## Your task
Comb through the entries for "sandal" and pull out each line that holds it.

## Records to process
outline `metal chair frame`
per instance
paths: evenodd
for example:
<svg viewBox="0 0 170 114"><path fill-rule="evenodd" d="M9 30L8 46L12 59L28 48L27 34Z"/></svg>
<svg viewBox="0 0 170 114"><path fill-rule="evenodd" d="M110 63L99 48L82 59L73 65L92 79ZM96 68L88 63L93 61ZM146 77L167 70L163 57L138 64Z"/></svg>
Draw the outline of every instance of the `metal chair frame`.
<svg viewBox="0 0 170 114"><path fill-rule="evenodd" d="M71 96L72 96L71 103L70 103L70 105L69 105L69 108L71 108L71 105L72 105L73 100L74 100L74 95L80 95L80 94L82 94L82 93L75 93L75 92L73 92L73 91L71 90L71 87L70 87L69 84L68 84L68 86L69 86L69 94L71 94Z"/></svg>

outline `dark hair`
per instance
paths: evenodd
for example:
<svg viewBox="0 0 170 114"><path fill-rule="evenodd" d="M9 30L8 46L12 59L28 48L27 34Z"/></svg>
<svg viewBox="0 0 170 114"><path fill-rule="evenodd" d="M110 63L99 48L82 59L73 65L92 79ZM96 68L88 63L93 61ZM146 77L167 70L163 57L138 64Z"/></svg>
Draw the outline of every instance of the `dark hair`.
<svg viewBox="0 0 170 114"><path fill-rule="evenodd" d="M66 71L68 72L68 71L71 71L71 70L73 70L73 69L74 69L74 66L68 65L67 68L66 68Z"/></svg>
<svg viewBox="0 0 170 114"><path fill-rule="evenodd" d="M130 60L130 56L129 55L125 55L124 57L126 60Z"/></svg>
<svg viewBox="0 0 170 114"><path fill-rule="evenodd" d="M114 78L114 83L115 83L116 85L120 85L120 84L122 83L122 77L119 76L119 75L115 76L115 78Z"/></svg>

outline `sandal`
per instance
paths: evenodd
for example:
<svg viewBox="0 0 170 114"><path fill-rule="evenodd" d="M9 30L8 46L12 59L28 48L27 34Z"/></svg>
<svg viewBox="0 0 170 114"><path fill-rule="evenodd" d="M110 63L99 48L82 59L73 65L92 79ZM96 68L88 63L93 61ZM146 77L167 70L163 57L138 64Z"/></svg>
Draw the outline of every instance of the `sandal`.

## Solution to this problem
outline `sandal`
Draw the outline of every instance of the `sandal`.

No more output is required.